**Work required**
What is needed is a verbatim copy of every record below, with the pictures left out.

** Opening Data block **

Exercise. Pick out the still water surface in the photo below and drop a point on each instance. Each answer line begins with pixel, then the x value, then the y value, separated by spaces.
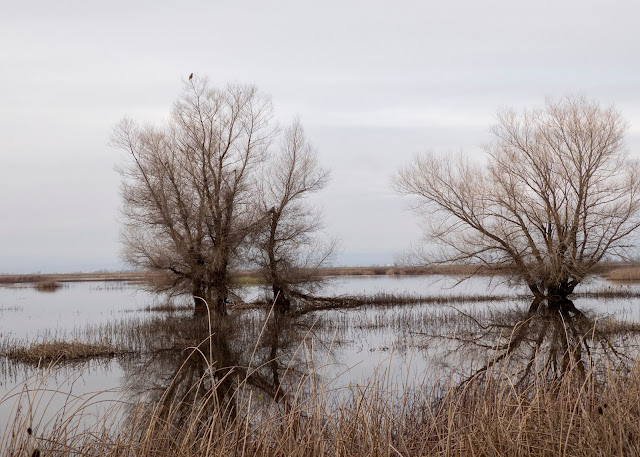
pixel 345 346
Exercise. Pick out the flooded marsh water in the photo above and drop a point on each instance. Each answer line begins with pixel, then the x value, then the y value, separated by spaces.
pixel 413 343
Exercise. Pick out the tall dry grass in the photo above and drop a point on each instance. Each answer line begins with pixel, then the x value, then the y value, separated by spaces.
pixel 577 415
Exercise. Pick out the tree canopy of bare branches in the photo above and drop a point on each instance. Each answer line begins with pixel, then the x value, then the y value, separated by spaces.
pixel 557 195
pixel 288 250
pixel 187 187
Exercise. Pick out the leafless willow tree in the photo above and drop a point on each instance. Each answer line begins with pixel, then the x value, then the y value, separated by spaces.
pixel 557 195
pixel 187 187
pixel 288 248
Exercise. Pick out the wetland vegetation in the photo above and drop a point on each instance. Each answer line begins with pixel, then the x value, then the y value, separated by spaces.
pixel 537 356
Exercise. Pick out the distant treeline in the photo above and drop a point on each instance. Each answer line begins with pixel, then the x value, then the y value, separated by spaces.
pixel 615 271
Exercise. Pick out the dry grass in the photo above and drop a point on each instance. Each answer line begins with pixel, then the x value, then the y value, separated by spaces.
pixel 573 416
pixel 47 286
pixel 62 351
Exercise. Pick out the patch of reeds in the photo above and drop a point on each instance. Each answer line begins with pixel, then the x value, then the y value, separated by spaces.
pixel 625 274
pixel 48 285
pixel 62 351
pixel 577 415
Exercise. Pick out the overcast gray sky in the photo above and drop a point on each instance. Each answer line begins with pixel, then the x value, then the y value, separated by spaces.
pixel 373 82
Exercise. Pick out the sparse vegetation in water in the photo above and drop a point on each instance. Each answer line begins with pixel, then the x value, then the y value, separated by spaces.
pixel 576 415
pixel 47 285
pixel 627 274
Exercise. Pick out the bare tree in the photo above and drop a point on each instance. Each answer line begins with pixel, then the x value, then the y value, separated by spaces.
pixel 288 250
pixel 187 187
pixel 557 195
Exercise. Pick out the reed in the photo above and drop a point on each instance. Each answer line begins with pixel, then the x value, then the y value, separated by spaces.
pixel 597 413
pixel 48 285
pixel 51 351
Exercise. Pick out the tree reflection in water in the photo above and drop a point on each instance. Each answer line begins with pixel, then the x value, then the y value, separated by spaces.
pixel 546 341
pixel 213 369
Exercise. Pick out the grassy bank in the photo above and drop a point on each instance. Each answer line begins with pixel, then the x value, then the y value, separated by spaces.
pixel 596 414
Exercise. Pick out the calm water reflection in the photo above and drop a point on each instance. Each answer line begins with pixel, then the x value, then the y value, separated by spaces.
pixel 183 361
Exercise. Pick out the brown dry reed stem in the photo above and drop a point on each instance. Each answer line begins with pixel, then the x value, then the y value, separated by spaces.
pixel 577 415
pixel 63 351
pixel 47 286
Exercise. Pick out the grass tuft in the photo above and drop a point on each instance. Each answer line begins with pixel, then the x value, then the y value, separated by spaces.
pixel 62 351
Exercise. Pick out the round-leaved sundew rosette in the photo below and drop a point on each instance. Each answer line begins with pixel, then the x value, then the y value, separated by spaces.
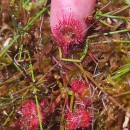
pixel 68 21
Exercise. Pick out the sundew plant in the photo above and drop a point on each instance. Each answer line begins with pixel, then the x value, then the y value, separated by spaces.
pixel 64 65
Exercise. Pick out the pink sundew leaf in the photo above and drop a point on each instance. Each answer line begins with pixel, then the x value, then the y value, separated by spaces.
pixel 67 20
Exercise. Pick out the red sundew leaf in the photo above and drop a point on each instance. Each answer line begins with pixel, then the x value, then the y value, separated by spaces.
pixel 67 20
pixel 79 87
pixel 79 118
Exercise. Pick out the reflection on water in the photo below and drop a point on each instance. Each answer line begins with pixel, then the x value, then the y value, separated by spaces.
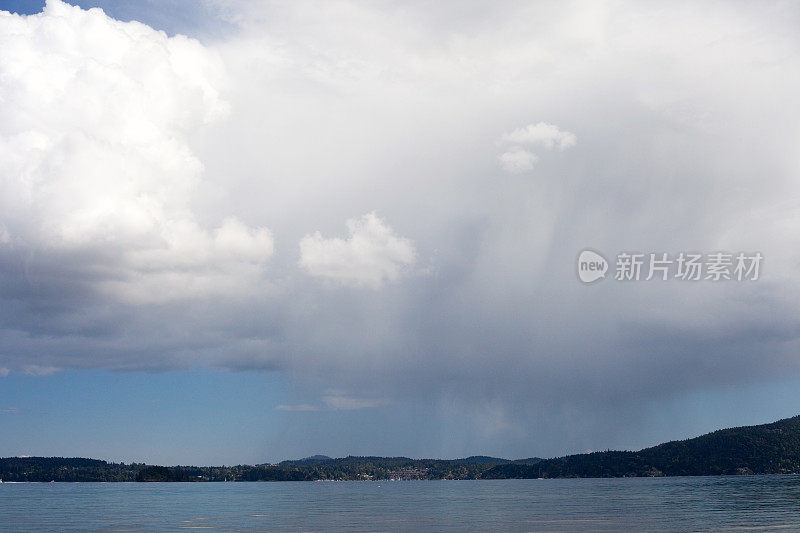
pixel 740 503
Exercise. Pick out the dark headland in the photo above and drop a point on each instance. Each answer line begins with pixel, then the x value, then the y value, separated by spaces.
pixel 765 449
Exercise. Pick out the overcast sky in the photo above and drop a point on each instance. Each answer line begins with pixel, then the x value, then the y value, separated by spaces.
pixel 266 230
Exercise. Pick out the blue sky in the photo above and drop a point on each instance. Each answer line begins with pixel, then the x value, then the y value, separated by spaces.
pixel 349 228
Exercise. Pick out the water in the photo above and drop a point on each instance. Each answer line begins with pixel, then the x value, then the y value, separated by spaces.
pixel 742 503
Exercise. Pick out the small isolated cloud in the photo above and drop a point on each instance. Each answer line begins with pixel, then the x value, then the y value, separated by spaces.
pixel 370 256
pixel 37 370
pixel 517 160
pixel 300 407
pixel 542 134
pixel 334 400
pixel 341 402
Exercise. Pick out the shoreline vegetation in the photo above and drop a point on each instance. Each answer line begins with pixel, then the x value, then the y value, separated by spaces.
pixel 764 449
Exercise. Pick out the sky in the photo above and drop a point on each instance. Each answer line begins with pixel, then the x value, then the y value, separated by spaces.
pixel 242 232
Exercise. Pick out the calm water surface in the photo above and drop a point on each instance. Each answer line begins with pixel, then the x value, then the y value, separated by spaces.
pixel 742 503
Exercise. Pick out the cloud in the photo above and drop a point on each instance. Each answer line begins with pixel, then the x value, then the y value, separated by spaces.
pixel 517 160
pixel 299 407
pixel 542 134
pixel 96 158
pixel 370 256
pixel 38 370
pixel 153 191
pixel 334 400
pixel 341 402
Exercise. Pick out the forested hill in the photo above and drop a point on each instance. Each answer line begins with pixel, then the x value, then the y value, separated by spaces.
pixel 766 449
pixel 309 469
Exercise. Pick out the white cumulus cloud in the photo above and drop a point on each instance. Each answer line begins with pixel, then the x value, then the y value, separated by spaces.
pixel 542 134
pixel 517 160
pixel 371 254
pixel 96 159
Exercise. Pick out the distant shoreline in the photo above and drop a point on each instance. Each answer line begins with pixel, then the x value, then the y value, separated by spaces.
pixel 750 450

** Closing Data block **

**Answer for this exercise**
Exercise. Pick out the still water surface in the photo below and drop a point on each instance. Each answer line begins with pixel, then the x value, then the y value, separated by spaces.
pixel 345 346
Exercise. Pick out the flooded marsh water in the photo above and drop a point on each instance. Each answer line begins with pixel, then the x value, then the y value, separated by spaces.
pixel 413 343
Exercise. Pick out the tall dry grass in the photo above and drop a point on each instance. Each answer line begins with pixel, then the x value, then the y value, separated by spaces.
pixel 577 415
Exercise. Pick out the tree canopy of bare branches in the photo above and drop a point on each instance. Each answer line begins with pixel, then the x value, then the y value, separated by spaces.
pixel 557 195
pixel 288 250
pixel 187 187
Exercise. Pick out the leafless willow tree in the photo above and drop a point on each instance. Each answer line begins with pixel, then the x value, then the y value, separated by spaces.
pixel 557 195
pixel 187 187
pixel 288 248
Exercise. Pick out the wetland vegetation in the photo above and drop a point on each instance. Each answer line begins with pixel, then the x value, then the y value, separated by spaces.
pixel 537 356
Exercise. Pick out the distant treeline in the photo above and drop a point on each instance. Each answer line begins with pixel, then the x value, then the y value, separated by spaces.
pixel 615 271
Exercise. Pick out the dry grass in the photo above and drop a point on each instance. Each answer line begins with pixel, then the x value, then the y value, separated by spaces.
pixel 573 416
pixel 47 286
pixel 62 351
Exercise. Pick out the patch of reeds in the photo above and drop a point on each instance. Each answer line begins with pixel, then the x value, then the y value, separated by spaces.
pixel 625 274
pixel 48 285
pixel 62 351
pixel 577 415
Exercise. Pick out the overcast gray sky in the photo above and drop a point on each instance. Each answer line begins with pixel, then the x value, then the y value, separated by spaces.
pixel 373 82
Exercise. Pick out the sparse vegetation in water in the photo above and drop a point on each instance. Each answer line begins with pixel, then the x value, then the y value, separated by spaces.
pixel 576 415
pixel 47 285
pixel 627 274
Exercise. Pick out the bare tree in the photo above and drop a point on each instance. Each answer line begins with pixel, then the x value, then the y value, separated by spaces.
pixel 288 250
pixel 187 187
pixel 557 195
Exercise. Pick out the reed in the photo above and drop a point on each instance. Each answer line begins with pixel, then the x value, then the y value, separated by spaces.
pixel 597 413
pixel 48 285
pixel 51 351
Exercise. Pick out the tree reflection in water in the photo above and drop a point on each instance. Each answer line begins with pixel, then the x value, then the y value, separated by spaces.
pixel 546 341
pixel 213 369
Exercise. Pick out the grassy bank in the photo above and drop a point on each instance. Each answer line begins with pixel, then the x value, then the y value, separated by spaces.
pixel 596 414
Exercise. Pick out the calm water reflection in the photo above and drop a point on each instance. Each answer line begins with pixel, then the x value, then the y value, separated by spaces.
pixel 183 361
Exercise. Pick out the brown dry reed stem in the photo above and drop a point on each instance. Each answer line begins with pixel, then the x value, then the y value, separated by spaces.
pixel 577 415
pixel 63 351
pixel 47 286
Exercise. Pick out the grass tuft in the photo above and drop a point on each instance. Each answer line begins with pixel, then the x value, then the y value, separated by spaces.
pixel 62 351
Exercise. Pick out the round-leaved sundew rosette in the photo below and drop a point on each instance. Each answer line begins with pixel, then the x value, then the y value, separated by spaces.
pixel 68 21
Exercise. Pick out the sundew plant in the photo above and drop a point on each instance. Each answer line begins with pixel, then the x value, then the y value, separated by spaces.
pixel 64 65
Exercise. Pick out the pink sundew leaf in the photo above and drop a point on each instance. Each answer line begins with pixel, then the x value, then the y value, separated by spaces.
pixel 67 20
Exercise. Pick out the red sundew leaf in the photo above and drop a point on each instance. Each answer line begins with pixel, then the x value, then the y value, separated by spaces.
pixel 67 20
pixel 79 87
pixel 79 118
Exercise. Pick out the reflection on water in the photo below and drop a point on each instance. Each answer line begins with pixel, then the x value, then the y value, separated by spaces.
pixel 740 503
Exercise. Pick out the dark headland in the photo above and drop a point on each instance. Each answer line begins with pixel, then the x value, then the y value, separated by spaces.
pixel 765 449
Exercise. Pick out the overcast sky in the photo above and drop a point on each instance. Each answer line begins with pixel, then the x value, then the y value, separated by spaces.
pixel 266 230
Exercise. Pick out the blue sky in the photo above and drop a point on each instance. Each answer line begins with pixel, then the x value, then the y value, separated by spaces.
pixel 349 228
Exercise. Pick out the water in the photo above and drop a point on each instance. Each answer line begins with pixel, then the x value, then the y value, separated by spaces.
pixel 742 503
Exercise. Pick out the small isolated cloud in the photo above and drop a point on each instance. Each answer line begins with pixel, then the x value, then the y value, separated by spaces.
pixel 370 256
pixel 37 370
pixel 517 160
pixel 300 407
pixel 542 134
pixel 334 400
pixel 341 402
Exercise. Pick out the shoreline vegetation in the photo above and drop a point on each instance. Each answer line begins with pixel, then the x value, then the y value, separated by spaces.
pixel 764 449
Exercise. Pick out the sky in the photo above and drop a point on each instance. Each answer line begins with pixel, then the x value, then the y value, separated by spaces.
pixel 242 232
Exercise. Pick out the calm water surface in the photo above and drop a point on each instance. Each answer line begins with pixel, then the x value, then the y value, separated by spaces.
pixel 742 503
Exercise. Pick out the cloud in the photo above and drop a point on each instance. Each answer line begins with pixel, then the x value, then the y value, separated by spaces.
pixel 517 160
pixel 299 407
pixel 542 134
pixel 96 158
pixel 370 256
pixel 38 370
pixel 153 191
pixel 334 400
pixel 341 402
Exercise. Pick out the forested hill in the photo above and drop a point on each instance. Each answer line begins with pixel, then the x value, then the y value, separated by spaces.
pixel 766 449
pixel 309 469
Exercise. Pick out the white cumulus cloud in the photo above and drop a point on each instance. Each answer line begins with pixel, then the x value, then the y value, separated by spaces.
pixel 542 134
pixel 517 160
pixel 371 254
pixel 96 159
Exercise. Pick out the distant shoreline in the photo above and drop a point on each instance. Each answer line begins with pixel, then the x value, then the y value, separated by spaces.
pixel 750 450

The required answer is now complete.